### Your instructions
Pull out every line below that contains the word "lamp". Case counts.

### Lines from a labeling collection
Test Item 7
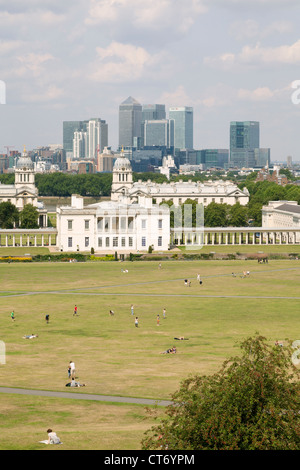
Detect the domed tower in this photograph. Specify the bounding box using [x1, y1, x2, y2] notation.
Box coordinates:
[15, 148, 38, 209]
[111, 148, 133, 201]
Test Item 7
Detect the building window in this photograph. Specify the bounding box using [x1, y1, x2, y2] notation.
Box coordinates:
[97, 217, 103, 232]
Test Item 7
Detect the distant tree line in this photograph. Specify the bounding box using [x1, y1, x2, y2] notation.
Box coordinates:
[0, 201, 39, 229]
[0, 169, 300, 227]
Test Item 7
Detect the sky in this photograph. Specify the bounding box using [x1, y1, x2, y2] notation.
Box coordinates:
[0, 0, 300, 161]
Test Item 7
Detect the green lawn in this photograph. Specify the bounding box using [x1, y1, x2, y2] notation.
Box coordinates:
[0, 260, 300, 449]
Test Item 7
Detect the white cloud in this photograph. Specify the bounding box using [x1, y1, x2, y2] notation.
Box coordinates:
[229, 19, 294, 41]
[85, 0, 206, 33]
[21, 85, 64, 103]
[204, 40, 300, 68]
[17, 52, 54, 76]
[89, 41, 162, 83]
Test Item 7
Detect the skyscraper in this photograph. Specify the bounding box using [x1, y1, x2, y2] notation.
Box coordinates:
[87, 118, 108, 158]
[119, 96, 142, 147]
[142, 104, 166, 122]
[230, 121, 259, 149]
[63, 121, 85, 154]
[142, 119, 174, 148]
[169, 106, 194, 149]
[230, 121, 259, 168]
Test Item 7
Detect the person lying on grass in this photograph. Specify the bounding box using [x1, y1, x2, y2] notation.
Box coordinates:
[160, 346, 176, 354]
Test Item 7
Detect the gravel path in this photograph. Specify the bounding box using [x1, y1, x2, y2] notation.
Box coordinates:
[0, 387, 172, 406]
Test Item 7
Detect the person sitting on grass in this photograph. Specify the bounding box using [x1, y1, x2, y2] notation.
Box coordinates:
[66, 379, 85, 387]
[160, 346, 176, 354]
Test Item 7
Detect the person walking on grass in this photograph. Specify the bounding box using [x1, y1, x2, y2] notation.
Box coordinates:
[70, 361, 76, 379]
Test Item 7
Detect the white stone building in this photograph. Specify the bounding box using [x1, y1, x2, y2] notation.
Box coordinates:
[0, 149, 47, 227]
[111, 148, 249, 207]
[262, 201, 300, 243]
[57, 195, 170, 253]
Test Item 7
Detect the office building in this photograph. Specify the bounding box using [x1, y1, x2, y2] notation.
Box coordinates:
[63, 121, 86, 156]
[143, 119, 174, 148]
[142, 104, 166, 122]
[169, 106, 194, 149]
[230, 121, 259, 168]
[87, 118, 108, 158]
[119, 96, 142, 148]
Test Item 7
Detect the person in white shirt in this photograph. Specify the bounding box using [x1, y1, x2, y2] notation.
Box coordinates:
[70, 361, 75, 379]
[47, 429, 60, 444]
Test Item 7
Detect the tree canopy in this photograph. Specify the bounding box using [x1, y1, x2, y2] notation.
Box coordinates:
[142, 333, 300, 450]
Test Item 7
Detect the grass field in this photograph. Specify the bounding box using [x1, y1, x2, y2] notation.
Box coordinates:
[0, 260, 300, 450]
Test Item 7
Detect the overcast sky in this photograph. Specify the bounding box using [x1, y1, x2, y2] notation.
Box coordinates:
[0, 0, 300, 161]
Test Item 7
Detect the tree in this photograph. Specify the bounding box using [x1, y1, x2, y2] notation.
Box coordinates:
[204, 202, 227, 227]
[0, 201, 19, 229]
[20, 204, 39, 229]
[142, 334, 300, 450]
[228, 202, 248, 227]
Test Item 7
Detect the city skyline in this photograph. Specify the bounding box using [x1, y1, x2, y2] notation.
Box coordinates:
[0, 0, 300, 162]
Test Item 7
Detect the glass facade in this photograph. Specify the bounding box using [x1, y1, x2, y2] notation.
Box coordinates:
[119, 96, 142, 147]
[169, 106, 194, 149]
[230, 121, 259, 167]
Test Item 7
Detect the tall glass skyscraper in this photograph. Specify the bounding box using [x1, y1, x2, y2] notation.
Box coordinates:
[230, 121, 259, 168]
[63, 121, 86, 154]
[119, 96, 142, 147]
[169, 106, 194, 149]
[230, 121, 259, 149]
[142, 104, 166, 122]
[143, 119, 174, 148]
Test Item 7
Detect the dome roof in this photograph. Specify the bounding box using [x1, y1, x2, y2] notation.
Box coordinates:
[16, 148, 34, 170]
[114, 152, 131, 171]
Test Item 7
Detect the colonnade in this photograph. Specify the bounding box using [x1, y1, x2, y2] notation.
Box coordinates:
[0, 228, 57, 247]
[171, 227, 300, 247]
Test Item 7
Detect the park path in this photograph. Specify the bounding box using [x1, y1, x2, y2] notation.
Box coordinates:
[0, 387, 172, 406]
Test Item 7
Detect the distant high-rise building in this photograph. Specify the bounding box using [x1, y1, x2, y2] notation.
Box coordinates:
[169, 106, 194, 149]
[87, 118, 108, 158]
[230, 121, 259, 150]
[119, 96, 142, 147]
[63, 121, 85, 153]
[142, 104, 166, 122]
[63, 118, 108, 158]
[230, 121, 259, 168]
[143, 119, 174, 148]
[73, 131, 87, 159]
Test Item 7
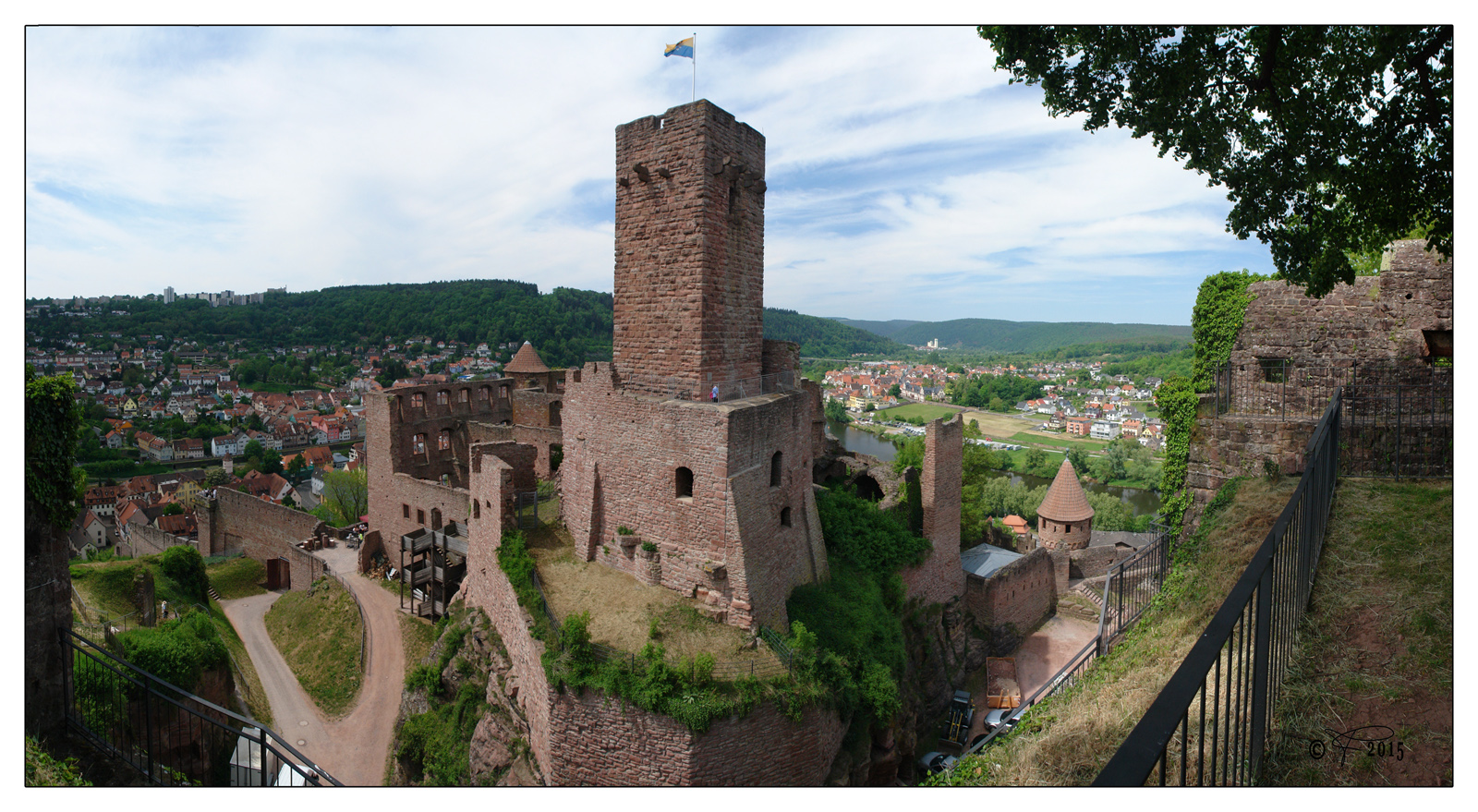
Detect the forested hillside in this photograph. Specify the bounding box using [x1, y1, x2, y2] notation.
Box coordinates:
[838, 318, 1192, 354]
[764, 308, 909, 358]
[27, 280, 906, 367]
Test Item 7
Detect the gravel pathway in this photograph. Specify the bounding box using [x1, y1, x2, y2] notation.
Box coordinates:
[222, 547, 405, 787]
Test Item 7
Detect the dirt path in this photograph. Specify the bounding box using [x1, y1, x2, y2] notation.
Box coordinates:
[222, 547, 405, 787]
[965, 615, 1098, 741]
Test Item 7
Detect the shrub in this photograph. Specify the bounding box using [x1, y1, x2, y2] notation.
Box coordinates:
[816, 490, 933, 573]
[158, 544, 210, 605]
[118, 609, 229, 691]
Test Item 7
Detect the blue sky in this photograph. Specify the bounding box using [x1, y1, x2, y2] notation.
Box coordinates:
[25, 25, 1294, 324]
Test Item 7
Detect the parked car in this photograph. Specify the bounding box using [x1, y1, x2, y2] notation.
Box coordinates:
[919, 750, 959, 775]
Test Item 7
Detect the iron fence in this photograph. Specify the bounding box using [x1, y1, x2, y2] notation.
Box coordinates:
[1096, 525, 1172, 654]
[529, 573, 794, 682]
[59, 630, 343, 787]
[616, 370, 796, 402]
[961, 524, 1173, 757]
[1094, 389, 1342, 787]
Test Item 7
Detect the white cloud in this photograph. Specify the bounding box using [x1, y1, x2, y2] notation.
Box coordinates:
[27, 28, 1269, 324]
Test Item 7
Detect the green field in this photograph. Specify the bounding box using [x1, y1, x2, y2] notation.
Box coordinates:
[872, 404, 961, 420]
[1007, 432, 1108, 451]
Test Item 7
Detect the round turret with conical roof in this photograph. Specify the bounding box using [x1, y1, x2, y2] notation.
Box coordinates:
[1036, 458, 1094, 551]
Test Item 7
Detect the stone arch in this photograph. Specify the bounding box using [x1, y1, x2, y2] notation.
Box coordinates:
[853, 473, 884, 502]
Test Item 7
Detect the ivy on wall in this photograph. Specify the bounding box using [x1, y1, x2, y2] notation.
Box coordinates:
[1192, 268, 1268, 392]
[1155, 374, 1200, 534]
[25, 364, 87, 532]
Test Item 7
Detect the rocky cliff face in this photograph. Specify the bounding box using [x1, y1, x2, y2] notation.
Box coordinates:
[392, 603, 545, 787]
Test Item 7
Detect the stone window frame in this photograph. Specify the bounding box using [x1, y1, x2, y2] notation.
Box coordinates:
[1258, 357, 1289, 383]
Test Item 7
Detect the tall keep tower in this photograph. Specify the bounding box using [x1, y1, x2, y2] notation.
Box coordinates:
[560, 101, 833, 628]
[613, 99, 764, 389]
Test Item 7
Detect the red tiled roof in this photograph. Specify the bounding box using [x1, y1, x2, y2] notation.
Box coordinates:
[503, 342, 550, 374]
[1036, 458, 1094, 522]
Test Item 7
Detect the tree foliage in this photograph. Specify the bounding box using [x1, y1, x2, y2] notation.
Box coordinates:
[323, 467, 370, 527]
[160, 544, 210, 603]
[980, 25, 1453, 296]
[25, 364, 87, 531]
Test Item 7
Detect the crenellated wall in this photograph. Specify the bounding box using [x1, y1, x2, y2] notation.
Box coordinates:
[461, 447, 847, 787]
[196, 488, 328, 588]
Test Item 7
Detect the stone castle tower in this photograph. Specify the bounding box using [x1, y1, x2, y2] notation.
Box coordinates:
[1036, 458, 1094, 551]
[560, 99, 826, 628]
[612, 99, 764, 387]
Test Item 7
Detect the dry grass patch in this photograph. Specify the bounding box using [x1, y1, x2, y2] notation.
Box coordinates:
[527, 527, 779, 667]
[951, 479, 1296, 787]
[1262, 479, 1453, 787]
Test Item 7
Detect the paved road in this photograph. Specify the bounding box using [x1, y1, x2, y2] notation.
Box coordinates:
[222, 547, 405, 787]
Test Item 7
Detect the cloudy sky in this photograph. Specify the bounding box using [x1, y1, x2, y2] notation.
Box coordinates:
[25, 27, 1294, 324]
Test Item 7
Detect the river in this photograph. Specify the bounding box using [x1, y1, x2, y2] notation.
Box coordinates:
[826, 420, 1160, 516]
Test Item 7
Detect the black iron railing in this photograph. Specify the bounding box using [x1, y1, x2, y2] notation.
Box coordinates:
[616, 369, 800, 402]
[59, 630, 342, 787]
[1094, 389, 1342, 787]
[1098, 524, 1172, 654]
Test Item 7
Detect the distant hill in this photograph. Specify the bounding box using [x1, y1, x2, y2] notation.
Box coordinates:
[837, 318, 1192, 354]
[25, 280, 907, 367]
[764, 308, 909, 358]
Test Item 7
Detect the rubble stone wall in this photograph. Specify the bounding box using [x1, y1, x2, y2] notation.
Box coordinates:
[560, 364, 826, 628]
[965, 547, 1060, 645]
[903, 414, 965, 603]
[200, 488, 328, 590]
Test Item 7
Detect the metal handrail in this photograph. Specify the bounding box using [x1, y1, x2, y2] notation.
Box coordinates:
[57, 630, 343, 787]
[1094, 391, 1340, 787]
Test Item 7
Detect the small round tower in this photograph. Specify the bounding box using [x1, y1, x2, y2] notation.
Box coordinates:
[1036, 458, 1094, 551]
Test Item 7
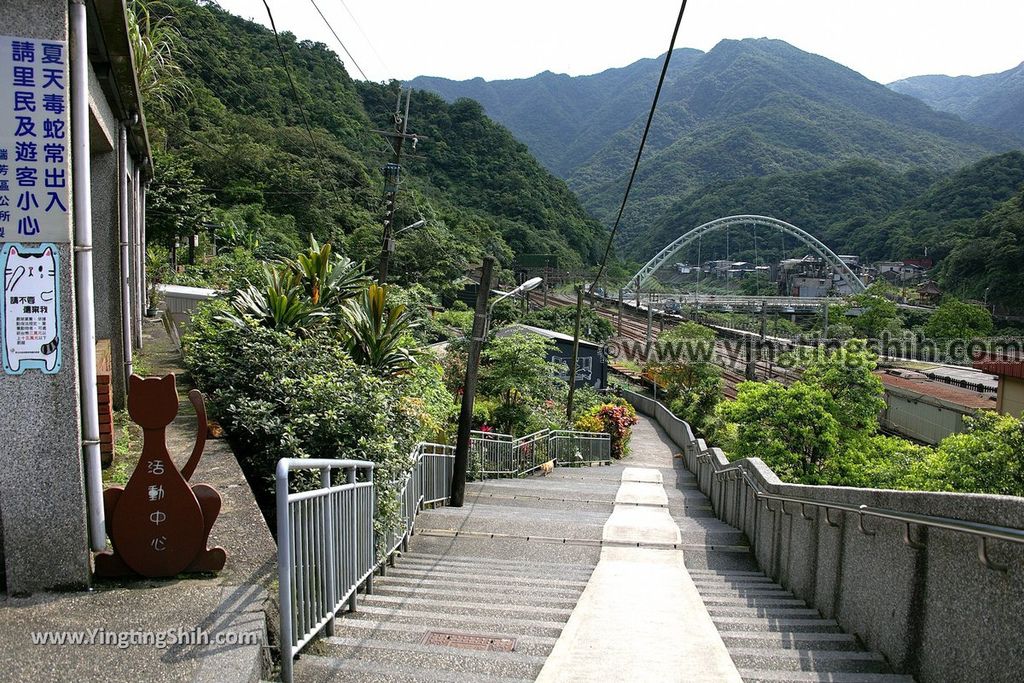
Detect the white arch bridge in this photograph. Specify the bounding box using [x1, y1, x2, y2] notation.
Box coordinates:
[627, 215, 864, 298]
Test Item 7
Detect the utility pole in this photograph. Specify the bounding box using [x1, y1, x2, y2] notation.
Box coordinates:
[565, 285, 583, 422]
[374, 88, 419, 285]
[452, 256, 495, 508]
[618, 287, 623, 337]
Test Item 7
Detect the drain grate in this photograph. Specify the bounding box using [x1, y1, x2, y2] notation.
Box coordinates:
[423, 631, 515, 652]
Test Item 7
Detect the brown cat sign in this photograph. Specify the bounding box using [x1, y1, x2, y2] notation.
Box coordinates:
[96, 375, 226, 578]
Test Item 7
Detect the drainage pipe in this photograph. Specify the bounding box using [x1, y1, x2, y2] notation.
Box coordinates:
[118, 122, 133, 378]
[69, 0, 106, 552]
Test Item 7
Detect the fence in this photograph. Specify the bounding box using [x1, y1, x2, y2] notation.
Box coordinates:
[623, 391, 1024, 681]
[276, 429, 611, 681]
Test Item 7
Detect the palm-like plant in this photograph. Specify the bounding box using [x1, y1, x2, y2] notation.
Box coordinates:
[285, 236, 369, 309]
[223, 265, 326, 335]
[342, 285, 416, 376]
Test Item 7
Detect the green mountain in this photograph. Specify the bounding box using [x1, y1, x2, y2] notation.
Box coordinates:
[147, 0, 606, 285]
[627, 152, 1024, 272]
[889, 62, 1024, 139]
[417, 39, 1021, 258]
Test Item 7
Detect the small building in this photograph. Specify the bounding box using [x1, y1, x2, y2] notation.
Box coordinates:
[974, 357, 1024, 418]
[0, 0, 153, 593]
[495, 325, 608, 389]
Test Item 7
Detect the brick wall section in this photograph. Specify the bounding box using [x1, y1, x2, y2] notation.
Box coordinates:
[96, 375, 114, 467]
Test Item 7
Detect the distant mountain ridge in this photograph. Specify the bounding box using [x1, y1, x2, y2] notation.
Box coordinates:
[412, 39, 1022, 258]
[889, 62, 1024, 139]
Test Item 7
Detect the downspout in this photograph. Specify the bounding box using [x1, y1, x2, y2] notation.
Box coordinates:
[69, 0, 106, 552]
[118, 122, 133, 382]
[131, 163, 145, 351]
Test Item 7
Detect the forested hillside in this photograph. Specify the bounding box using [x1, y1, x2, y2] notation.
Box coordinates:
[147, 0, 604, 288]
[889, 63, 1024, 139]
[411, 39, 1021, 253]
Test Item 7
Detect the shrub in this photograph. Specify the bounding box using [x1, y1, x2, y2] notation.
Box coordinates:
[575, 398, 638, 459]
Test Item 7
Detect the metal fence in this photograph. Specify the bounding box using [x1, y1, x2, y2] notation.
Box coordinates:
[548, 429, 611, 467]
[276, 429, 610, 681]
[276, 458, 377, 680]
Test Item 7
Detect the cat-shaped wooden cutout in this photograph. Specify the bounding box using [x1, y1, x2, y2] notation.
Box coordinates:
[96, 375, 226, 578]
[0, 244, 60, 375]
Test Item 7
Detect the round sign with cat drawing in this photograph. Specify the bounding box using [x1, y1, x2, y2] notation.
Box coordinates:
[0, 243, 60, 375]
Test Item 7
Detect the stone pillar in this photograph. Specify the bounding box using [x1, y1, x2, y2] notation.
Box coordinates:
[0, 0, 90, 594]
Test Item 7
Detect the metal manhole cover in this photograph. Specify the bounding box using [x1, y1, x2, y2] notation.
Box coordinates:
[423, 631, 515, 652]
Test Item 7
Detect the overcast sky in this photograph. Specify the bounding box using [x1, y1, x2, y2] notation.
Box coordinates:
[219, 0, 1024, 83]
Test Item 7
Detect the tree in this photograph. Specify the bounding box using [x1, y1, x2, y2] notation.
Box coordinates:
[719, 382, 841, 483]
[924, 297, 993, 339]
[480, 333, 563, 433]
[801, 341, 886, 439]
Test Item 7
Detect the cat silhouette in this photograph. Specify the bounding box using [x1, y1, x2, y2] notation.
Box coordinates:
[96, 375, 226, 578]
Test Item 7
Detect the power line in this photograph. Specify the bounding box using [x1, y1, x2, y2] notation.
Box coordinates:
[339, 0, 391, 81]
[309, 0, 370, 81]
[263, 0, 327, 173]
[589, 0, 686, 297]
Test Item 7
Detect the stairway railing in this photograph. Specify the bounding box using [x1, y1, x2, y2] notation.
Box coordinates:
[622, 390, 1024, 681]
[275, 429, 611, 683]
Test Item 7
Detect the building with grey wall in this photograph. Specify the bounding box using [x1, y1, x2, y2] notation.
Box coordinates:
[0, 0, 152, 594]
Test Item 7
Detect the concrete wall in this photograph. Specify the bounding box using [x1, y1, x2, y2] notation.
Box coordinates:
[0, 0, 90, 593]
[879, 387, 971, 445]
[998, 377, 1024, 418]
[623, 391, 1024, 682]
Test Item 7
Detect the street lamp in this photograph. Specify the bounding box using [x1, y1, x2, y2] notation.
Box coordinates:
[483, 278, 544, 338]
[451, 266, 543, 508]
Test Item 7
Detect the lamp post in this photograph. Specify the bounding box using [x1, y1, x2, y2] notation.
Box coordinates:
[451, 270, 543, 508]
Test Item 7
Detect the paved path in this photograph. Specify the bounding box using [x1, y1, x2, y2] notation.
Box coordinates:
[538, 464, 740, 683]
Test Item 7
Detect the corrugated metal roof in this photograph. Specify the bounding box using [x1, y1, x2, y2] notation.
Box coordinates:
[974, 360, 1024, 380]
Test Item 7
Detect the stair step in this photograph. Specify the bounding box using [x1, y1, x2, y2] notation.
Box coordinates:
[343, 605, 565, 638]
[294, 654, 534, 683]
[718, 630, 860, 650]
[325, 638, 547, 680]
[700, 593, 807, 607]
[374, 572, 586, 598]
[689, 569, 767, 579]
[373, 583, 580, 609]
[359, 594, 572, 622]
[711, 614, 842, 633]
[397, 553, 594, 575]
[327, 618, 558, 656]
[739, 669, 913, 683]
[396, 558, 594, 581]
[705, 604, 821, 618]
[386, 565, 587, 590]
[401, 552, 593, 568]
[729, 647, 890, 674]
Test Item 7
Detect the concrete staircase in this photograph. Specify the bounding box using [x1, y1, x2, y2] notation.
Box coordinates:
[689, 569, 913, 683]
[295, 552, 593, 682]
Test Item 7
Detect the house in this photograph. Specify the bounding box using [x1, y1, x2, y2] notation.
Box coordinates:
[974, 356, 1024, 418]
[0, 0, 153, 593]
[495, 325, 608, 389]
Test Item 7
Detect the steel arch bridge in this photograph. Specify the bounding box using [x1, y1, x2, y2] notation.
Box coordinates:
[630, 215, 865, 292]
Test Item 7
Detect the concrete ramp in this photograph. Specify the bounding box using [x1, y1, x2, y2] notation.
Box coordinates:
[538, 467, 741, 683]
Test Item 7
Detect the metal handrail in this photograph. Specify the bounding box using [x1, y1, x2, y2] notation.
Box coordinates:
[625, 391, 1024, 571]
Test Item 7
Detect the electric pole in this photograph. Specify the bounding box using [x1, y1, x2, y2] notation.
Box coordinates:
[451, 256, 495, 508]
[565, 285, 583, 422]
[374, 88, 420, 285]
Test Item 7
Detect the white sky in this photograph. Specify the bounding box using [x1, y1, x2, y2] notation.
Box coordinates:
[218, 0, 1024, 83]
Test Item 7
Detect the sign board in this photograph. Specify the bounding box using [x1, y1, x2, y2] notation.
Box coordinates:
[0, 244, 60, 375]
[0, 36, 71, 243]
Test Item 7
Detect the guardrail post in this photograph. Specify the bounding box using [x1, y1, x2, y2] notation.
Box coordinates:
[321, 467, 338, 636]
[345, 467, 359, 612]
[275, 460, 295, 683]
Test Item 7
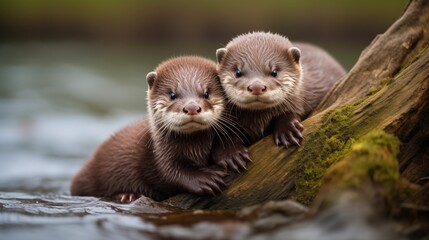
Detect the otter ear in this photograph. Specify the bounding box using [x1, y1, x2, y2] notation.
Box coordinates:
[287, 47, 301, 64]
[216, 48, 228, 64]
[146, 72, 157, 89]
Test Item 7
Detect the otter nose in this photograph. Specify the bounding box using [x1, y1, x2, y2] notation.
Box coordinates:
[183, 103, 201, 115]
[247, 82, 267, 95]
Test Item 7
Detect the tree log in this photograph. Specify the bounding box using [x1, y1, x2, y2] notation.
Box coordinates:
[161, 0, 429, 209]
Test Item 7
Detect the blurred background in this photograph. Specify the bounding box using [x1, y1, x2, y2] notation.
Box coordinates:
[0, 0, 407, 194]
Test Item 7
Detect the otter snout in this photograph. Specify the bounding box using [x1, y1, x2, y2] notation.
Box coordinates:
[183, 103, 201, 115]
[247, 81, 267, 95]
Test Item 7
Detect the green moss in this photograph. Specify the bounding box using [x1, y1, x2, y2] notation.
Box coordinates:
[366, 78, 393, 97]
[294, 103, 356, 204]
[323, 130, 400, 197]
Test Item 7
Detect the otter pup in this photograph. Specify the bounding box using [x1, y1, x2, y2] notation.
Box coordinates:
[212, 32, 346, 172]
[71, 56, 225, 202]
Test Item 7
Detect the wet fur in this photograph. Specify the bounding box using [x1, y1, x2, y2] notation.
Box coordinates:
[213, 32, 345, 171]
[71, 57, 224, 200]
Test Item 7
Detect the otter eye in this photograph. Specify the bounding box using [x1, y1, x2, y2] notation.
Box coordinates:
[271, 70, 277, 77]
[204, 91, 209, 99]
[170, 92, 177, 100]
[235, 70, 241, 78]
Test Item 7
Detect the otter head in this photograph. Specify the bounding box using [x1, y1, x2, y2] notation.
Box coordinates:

### Output
Detect the street lamp in this photograph. Specify the bounding box using [x1, y1, x2, y2] notation.
Detect the lamp post in this photograph. Specify the bounding box using [x1, y1, x2, y2] notation.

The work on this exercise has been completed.